- _PAGE TEXT_
Türkiye’s central bank weighs rate cut as inflation softens: analysts

People shop at a store in Ankara, Türkiye, on June 12, 2025. Expectations are mounting that Türkiye’s central bank could begin cutting interest rates sooner than anticipated, following a sharper-than-expected drop in inflation in May, economists said. (Mustafa Kaya/Handout via Xinhua)

ANKARA, June 12 (Xinhua) — Expectations are mounting that Türkiye’s central bank could begin cutting interest rates sooner than anticipated, following a sharper-than-expected drop in inflation in May, economists said.

The rate-setting monetary policy committee is set to meet on June 19, and analysts believe the groundwork may already be in place for a shift in policy.

Annual inflation slowed to 35.41 percent in May, down from 37.86 percent in April, marking the lowest reading since November 2021.

Monthly inflation also halved from 3 percent in April to 1.53 percent in May, driven by declines in food prices and a slowdown in services.

The unexpected drop in inflation has triggered debate among economists over whether monetary authorities might start easing as early as this month.

“The numbers could be considered as positive by monetary policymakers,” said Senol Babuscu, a professor of finance at Ankara’s Baskent University and a former senior banker.

“The bank has been very cautious, but with inflation easing, there could now be a window to potentially consider a rate cut in June or July,” he noted.

In April, the central bank reversed a brief easing cycle that began in December and raised its key one-week repo rate from 42.5 percent to 46 percent. Meanwhile, it increased the overnight lending and borrowing rates, signaling its determination to fight inflation amid global volatility, including pressures from U.S. tariffs.

However, the latest inflation data have led analysts to revise their projections.

Capital Economics, a London-based consultancy, said in a note last week that a rate cut by Türkiye’s Central Bank this month is now a realistic possibility.

“The larger-than-expected fall in Turkish inflation in May will increase the bank’s confidence that it can restart its easing cycle soon. While we had previously expected the cycle to resume in the third quarter, a cut in June is now not out of the question,” it said.

Some market participants, including those at Bank of America, are still betting on a July cut but concede that momentum is shifting.

“We don’t expect a policy rate cut in June,” analysts from the bank wrote last week. “However, we do see room for the central bank to adjust the upper band of the interest rate corridor. This would send a signal without fully committing to easing just yet,” the bank’s analysts pointed out.

Türkiye’s central bank expects annual inflation to decline to 24 percent at the end of this year and 12 percent by the end of 2026, following several years of grappling with persistent double-digit consumer price growth.

(Shape labeling records)
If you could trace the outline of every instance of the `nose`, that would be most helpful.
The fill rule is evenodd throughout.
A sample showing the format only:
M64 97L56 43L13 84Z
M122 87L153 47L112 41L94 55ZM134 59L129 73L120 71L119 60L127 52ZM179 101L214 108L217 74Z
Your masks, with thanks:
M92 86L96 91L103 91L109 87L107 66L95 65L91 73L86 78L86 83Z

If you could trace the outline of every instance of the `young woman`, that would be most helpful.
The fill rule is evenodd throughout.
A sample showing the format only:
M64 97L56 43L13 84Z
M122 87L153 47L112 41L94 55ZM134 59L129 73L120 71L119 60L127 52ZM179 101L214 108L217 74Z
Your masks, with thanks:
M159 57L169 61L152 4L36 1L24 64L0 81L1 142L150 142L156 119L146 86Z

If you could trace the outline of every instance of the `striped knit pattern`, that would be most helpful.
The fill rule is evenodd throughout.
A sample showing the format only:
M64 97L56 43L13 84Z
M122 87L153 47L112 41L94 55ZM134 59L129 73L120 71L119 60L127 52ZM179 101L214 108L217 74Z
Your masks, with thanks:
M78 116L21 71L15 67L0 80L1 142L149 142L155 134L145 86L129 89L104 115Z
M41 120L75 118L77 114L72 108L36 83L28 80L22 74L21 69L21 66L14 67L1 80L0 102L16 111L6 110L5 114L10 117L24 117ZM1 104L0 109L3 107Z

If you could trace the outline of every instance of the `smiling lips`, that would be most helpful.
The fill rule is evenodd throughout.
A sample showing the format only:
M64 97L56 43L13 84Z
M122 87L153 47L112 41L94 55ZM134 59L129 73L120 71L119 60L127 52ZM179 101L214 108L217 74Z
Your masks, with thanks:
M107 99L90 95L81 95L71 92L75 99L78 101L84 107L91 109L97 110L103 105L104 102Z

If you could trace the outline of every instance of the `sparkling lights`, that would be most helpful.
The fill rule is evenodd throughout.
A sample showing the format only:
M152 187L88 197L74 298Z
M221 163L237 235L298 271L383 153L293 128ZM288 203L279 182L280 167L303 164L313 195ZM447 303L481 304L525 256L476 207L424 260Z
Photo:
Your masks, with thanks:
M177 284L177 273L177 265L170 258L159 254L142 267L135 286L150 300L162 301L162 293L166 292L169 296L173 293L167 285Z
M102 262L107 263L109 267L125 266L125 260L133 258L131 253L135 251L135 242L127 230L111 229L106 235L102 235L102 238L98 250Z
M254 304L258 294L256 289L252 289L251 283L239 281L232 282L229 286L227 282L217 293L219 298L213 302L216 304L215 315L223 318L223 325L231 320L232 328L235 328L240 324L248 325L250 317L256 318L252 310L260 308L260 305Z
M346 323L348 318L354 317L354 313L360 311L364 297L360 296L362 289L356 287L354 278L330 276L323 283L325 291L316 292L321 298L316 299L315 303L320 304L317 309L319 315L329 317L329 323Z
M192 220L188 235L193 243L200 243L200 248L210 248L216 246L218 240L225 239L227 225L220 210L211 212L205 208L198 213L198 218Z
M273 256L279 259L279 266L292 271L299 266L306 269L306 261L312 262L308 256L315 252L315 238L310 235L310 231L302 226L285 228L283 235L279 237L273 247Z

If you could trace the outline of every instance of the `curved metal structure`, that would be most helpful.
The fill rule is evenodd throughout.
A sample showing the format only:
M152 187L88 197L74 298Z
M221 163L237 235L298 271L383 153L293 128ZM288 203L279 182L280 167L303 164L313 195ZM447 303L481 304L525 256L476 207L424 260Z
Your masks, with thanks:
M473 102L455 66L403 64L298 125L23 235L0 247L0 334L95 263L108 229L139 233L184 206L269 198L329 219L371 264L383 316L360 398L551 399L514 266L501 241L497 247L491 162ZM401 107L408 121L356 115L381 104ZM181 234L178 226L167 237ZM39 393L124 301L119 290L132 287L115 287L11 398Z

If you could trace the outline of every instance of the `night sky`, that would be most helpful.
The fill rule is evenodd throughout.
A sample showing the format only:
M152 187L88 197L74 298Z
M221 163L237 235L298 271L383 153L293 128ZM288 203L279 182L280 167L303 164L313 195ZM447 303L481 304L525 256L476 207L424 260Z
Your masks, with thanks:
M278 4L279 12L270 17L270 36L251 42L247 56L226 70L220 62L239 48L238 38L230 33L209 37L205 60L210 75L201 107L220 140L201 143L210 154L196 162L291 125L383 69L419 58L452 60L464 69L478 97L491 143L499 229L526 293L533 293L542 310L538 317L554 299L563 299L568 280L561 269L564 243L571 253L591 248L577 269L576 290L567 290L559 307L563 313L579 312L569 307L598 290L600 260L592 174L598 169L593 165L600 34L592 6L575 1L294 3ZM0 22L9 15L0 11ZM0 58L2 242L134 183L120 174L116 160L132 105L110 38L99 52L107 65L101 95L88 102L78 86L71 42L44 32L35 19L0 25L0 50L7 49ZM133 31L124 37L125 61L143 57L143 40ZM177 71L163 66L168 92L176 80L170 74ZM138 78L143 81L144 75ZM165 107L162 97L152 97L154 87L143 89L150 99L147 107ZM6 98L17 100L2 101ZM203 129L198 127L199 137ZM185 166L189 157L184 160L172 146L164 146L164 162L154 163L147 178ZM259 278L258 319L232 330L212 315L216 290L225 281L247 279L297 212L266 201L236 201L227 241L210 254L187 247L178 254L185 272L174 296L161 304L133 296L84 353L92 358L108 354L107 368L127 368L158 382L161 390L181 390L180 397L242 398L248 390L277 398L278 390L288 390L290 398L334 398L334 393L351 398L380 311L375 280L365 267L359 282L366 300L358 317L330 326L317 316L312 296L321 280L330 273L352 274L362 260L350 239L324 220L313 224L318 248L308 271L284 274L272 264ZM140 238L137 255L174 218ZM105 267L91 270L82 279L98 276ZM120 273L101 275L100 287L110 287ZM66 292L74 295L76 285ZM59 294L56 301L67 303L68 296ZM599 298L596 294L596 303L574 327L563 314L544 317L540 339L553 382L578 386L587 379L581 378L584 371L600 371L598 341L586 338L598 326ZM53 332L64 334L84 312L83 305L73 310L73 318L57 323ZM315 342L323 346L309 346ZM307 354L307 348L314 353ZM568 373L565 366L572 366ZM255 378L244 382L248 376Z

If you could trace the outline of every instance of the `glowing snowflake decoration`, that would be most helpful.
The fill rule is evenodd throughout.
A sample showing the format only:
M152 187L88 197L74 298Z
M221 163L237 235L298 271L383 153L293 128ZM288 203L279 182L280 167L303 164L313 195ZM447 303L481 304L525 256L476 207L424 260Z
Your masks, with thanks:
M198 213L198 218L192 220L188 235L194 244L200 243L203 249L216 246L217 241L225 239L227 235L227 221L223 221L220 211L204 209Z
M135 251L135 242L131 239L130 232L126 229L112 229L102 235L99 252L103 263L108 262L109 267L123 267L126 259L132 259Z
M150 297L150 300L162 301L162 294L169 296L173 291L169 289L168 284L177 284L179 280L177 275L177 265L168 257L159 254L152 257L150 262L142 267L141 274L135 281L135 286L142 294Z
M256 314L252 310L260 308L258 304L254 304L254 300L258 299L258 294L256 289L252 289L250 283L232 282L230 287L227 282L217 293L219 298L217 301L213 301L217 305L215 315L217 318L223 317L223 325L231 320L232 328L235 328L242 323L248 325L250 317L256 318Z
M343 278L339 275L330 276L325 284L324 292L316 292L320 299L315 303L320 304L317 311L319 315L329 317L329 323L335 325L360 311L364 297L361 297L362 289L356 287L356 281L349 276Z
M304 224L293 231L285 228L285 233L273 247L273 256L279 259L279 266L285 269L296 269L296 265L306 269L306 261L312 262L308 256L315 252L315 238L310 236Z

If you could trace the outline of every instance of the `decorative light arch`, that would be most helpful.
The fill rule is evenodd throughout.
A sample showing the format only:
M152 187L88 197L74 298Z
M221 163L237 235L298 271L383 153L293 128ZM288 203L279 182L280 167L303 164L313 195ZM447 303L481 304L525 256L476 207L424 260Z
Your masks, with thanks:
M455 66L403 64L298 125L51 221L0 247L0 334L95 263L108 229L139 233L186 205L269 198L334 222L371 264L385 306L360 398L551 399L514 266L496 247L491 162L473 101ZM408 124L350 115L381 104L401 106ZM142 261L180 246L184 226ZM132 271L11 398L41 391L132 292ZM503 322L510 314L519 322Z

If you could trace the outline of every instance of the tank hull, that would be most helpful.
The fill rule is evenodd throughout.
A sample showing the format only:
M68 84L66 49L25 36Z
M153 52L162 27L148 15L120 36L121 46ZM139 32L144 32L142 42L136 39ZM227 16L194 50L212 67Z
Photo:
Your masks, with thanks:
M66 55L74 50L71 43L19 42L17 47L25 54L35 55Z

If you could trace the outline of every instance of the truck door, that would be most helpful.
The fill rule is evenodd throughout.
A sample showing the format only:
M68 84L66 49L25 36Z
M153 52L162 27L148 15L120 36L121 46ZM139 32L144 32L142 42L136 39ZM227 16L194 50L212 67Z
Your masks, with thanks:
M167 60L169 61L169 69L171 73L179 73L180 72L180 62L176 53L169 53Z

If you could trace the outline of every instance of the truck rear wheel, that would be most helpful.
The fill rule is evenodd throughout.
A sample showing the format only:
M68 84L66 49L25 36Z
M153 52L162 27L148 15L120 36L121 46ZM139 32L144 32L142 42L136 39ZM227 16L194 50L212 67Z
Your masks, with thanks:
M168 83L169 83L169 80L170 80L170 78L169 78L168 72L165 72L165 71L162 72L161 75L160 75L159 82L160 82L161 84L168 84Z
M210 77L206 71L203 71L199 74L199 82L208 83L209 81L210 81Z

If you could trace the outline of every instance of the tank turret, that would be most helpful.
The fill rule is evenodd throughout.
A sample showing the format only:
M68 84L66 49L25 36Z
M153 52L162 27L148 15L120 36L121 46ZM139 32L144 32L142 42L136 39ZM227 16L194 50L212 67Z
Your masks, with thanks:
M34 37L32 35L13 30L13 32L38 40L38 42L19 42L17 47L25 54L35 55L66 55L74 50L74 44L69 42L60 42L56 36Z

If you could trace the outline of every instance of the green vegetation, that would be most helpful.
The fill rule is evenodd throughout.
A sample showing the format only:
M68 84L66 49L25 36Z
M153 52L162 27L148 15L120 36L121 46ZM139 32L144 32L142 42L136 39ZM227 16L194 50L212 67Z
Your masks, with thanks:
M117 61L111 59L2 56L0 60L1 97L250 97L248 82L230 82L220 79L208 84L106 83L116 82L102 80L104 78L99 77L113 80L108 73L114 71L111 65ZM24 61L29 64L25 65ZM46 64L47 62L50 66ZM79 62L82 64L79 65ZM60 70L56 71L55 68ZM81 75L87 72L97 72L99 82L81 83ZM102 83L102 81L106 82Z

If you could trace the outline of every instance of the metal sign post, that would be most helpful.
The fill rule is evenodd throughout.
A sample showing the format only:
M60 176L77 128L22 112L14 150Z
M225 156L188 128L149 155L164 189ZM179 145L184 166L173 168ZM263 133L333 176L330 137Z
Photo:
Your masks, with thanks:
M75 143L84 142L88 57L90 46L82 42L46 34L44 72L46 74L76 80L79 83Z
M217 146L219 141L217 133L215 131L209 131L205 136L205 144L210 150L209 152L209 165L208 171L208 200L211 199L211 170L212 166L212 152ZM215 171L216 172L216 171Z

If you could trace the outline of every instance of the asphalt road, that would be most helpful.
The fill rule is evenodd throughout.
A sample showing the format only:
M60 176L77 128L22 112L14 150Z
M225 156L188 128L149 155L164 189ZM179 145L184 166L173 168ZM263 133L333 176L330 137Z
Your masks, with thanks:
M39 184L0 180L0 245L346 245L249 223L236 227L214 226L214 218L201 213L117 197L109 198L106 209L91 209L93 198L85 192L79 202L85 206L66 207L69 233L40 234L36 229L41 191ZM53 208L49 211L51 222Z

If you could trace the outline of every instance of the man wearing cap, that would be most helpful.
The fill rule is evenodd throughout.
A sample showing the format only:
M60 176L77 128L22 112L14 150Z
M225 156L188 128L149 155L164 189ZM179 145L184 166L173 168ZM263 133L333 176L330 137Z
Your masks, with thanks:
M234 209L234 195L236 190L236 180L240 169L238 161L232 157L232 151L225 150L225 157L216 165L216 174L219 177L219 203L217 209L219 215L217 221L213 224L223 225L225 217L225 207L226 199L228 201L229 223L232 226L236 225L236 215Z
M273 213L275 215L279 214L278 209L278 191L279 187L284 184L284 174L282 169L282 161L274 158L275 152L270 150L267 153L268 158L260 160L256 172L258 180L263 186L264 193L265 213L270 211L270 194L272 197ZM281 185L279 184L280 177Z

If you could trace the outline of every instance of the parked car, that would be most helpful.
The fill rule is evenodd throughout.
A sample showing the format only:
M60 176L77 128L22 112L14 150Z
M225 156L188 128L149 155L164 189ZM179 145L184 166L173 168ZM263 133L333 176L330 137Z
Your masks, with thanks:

- _GOAL OF THE EXERCISE_
According to the article on Türkiye's central bank, what annual inflation rate was recorded in May?

- _FULL ANSWER_
35.41 percent